_Task instructions_
Convert the material below into a two-column CSV with the header text,answer, with one row for each text-and-answer pair and each value in a single quoted field with its line breaks replaced by spaces. Include only the portion starting at the line containing "the red nylon" and ending at the end of the material.

_Material for this exercise_
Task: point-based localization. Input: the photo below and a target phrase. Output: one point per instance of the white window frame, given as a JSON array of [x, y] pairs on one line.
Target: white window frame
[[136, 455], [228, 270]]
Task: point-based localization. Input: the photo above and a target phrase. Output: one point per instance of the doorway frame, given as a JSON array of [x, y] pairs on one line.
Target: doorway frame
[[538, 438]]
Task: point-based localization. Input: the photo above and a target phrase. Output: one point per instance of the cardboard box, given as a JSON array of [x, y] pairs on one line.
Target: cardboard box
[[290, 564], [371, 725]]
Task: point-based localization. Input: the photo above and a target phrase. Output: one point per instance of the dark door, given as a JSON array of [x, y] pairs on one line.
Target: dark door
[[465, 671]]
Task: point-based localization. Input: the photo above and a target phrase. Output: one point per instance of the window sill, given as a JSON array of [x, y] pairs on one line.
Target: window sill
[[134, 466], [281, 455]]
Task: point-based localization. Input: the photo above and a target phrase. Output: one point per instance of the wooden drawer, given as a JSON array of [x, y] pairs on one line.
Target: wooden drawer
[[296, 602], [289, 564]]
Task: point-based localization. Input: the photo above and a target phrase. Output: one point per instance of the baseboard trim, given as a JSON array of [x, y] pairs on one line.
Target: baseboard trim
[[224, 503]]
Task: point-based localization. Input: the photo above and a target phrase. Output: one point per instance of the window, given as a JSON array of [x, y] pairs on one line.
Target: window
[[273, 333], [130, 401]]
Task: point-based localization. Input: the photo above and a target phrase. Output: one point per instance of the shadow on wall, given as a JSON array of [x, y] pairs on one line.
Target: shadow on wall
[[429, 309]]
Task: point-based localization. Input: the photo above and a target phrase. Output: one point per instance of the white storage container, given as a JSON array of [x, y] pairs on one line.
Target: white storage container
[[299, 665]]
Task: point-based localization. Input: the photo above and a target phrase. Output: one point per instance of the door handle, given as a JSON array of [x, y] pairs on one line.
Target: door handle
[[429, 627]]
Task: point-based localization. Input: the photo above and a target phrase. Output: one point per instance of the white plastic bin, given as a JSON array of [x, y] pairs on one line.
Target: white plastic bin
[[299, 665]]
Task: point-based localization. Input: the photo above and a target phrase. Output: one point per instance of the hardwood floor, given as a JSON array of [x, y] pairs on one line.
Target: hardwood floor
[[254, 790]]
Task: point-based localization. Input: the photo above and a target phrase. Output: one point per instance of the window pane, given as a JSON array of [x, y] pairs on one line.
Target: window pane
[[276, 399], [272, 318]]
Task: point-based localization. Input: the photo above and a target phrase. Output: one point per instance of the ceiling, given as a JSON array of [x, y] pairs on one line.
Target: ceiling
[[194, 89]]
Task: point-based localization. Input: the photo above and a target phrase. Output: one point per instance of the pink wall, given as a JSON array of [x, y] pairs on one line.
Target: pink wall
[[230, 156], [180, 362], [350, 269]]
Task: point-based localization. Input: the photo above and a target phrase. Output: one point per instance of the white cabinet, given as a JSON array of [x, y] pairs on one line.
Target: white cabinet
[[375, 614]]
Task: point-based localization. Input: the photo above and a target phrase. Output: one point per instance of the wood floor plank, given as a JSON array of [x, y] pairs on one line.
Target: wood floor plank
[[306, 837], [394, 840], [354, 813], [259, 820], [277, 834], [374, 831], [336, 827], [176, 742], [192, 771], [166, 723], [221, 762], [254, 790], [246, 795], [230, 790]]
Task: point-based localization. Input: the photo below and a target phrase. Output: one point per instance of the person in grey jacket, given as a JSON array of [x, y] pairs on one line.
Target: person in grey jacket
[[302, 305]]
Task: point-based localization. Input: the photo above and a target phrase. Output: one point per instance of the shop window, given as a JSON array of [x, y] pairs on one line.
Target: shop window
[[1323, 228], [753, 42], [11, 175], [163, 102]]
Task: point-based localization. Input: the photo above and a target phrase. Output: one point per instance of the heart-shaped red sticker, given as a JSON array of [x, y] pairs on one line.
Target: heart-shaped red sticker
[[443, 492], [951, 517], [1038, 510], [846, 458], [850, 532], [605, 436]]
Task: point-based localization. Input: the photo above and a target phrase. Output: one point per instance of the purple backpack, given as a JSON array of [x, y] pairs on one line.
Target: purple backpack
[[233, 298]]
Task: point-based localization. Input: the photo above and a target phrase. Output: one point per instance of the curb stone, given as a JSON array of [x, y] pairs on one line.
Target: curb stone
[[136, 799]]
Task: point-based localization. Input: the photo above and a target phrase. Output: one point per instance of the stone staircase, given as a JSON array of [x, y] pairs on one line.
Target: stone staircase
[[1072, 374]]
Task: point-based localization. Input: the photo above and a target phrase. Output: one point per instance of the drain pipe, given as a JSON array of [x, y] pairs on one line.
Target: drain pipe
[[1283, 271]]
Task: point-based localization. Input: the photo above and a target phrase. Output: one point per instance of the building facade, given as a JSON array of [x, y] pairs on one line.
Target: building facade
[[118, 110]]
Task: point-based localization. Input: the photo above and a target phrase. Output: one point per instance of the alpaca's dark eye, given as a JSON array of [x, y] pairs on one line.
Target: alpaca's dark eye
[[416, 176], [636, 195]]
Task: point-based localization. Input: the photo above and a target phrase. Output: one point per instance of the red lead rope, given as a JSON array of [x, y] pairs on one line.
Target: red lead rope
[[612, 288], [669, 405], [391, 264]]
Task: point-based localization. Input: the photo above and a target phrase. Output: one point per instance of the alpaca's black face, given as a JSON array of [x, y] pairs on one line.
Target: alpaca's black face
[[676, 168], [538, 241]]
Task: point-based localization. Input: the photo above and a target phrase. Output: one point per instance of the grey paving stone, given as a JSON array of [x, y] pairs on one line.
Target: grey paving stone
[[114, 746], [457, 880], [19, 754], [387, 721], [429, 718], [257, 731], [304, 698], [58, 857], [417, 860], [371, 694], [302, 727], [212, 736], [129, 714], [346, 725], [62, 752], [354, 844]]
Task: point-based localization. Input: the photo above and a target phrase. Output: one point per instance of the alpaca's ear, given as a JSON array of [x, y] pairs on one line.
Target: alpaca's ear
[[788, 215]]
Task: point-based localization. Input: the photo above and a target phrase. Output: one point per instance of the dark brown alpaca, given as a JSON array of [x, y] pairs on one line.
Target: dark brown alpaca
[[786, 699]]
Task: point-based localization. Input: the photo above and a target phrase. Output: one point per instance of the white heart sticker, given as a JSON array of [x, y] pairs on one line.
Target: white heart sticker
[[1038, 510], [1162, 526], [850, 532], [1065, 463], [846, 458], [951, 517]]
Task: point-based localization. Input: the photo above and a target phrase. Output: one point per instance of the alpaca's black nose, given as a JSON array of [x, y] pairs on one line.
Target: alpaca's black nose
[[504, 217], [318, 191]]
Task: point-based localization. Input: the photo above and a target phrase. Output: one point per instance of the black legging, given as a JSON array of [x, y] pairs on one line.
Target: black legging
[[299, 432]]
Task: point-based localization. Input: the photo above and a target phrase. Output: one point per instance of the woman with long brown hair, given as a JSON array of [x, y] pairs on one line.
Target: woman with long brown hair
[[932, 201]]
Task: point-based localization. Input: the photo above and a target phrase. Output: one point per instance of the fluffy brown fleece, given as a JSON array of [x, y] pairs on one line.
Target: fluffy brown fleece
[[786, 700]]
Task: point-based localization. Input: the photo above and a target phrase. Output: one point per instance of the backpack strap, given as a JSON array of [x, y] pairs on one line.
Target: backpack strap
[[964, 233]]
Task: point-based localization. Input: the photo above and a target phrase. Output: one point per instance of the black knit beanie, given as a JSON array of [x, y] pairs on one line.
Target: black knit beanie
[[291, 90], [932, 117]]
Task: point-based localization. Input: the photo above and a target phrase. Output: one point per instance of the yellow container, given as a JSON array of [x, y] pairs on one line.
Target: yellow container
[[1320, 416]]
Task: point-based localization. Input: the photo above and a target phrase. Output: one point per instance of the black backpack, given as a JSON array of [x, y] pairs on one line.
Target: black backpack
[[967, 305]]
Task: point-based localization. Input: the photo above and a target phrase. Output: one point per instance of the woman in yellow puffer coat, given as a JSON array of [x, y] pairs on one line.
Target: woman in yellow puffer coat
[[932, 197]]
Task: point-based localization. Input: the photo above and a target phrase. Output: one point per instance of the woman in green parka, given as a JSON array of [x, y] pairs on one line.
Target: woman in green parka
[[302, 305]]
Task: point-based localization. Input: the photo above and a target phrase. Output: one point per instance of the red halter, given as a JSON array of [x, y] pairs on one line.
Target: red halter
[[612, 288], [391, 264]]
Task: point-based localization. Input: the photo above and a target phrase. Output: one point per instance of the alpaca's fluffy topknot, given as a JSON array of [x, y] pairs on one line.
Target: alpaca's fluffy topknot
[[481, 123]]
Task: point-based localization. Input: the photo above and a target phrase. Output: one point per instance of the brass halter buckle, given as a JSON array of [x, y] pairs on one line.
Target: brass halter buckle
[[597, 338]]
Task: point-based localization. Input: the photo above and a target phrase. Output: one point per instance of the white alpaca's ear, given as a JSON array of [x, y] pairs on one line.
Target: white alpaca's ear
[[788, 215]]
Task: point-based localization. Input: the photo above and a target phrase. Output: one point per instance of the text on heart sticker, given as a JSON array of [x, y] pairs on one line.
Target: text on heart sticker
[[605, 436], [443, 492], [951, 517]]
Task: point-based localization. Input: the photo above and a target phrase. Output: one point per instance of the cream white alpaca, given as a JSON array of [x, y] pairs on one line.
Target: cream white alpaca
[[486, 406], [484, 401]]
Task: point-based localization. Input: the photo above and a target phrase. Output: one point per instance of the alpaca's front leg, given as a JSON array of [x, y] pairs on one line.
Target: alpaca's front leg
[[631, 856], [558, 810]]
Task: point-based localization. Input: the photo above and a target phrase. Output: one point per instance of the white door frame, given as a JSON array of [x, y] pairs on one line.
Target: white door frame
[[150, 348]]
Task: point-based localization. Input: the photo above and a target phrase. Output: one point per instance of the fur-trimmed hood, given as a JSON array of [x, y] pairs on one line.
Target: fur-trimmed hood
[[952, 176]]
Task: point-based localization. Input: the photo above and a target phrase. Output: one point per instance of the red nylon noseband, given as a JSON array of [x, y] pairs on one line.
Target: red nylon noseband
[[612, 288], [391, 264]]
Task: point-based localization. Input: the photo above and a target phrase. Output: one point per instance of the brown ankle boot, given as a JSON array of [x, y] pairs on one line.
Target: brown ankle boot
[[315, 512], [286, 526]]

_Response to this task_
text,answer
"Task: point-based localization. Input: the photo above and a target phrase. Output: one point per instance of the red nylon noseband, given as a JSON array of [x, y] pairs on one line. Target: red nylon noseband","[[612, 288], [391, 264]]"
"Task: point-based localization. Input: the photo above and a target phrase. Output: one point per instance of the brown ankle boot, given as a JSON array of [x, y] pairs on one line. Target: brown ankle boot","[[315, 512], [286, 526]]"